start Text section
FILE PHOTO: Mexico's President Andres Manuel Lopez Obrador attends a news conference at the National Palace in Mexico City
FILE PHOTO: Mexico's President Andres Manuel Lopez Obrador attends a news conference to announce a plan to strengthen finances of state oil firm Pemex, at the National Palace in Mexico City, Mexico February 15, 2019. REUTERS/Henry Romero/File Photo

March 19, 2019

MEXICO CITY (Reuters) – Mexico’s President Andres Manuel Lopez Obrador on Tuesday put in writing a promise to never seek a second term, after critics expressed worry that a new law allowing a mid-term recall referendum could be a step toward a re-election bid.

At a morning news conference, Lopez Obrador signed a document in which he vowed to step down as president when his term ends in 2024, and retire to his ranch in southern Mexico.

“Never, under any circumstance, will I try to perpetuate myself in the position that I currently have,” the document stated.
end Text section
start Listed entries
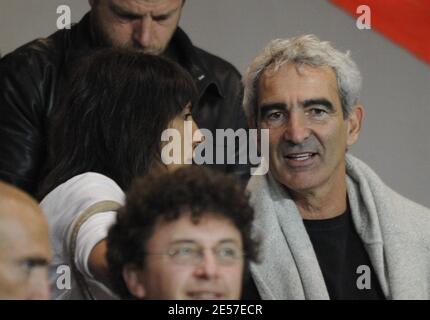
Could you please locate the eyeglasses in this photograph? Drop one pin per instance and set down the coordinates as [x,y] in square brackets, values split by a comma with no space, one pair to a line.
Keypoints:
[193,254]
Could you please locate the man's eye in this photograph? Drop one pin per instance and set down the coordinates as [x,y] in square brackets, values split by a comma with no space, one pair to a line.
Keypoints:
[228,252]
[161,18]
[184,252]
[317,112]
[276,116]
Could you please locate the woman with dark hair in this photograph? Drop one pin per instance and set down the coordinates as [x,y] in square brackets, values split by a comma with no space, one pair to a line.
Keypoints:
[107,132]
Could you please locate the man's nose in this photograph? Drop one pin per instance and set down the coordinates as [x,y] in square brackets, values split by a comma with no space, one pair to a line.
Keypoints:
[39,286]
[208,268]
[143,31]
[297,129]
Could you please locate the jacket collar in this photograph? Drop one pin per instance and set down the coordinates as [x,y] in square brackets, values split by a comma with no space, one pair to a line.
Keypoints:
[189,58]
[186,53]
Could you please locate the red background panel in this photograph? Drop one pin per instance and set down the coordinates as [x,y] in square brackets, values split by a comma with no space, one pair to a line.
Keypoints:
[406,22]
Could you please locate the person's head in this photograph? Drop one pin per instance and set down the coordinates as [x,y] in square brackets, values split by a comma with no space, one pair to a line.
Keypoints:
[182,235]
[306,93]
[147,25]
[24,247]
[118,104]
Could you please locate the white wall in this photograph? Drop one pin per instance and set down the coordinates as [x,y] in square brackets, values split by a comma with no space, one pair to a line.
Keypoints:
[396,92]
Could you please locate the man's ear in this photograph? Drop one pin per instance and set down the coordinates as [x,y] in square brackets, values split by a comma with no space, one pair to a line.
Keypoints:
[92,3]
[133,280]
[354,122]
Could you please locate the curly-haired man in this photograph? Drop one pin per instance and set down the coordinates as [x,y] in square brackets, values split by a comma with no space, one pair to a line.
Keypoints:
[182,235]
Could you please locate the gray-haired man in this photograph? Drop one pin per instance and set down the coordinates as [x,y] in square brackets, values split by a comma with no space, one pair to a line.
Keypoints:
[333,228]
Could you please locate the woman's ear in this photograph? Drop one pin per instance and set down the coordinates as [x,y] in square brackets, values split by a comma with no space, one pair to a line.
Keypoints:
[354,122]
[134,282]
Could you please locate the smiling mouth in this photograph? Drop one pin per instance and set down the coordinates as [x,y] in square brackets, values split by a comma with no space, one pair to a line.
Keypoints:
[300,157]
[204,295]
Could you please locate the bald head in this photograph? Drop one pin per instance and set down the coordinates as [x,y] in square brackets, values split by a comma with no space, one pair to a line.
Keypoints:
[24,246]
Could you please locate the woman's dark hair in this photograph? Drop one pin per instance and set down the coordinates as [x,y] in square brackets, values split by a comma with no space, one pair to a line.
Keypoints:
[194,190]
[117,105]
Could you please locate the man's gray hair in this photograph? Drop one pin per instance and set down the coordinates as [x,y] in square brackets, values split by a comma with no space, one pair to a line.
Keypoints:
[309,50]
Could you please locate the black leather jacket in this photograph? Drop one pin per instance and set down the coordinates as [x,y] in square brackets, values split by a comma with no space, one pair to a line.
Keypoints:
[33,77]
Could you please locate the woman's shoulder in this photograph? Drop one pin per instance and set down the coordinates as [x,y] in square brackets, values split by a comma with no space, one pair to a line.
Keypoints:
[83,189]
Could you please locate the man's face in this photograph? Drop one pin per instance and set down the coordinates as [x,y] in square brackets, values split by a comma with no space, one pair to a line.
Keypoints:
[308,134]
[24,256]
[147,25]
[204,261]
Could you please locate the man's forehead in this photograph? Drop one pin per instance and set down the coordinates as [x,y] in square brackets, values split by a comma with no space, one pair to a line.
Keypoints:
[208,228]
[298,78]
[143,6]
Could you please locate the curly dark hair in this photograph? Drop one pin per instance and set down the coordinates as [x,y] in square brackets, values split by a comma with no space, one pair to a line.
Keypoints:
[195,190]
[111,119]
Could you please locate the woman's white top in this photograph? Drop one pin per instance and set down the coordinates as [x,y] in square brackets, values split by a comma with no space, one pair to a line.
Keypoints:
[62,207]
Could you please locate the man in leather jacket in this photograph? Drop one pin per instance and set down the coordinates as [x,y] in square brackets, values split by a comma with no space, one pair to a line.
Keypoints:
[33,77]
end Listed entries
Requirements:
[1] Print the part of the Lopez Obrador news text from "At a morning" up to and including "in southern Mexico.".
[2] Please write out the records again from the line with "Could you please locate the man in" through the end of the records, requests included, adding 98 to every coordinate in the answers.
These records are unrelated to the news text about Lopez Obrador.

Solutions by task:
[1]
At a morning news conference, Lopez Obrador signed a document in which he vowed to step down as president when his term ends in 2024, and retire to his ranch in southern Mexico.

[2]
Could you please locate the man in leather jacket in this photograph? Drop one pin per instance and set down the coordinates as [x,y] in square brackets, values split by a comma with no space, one pair to a line.
Keypoints:
[131,175]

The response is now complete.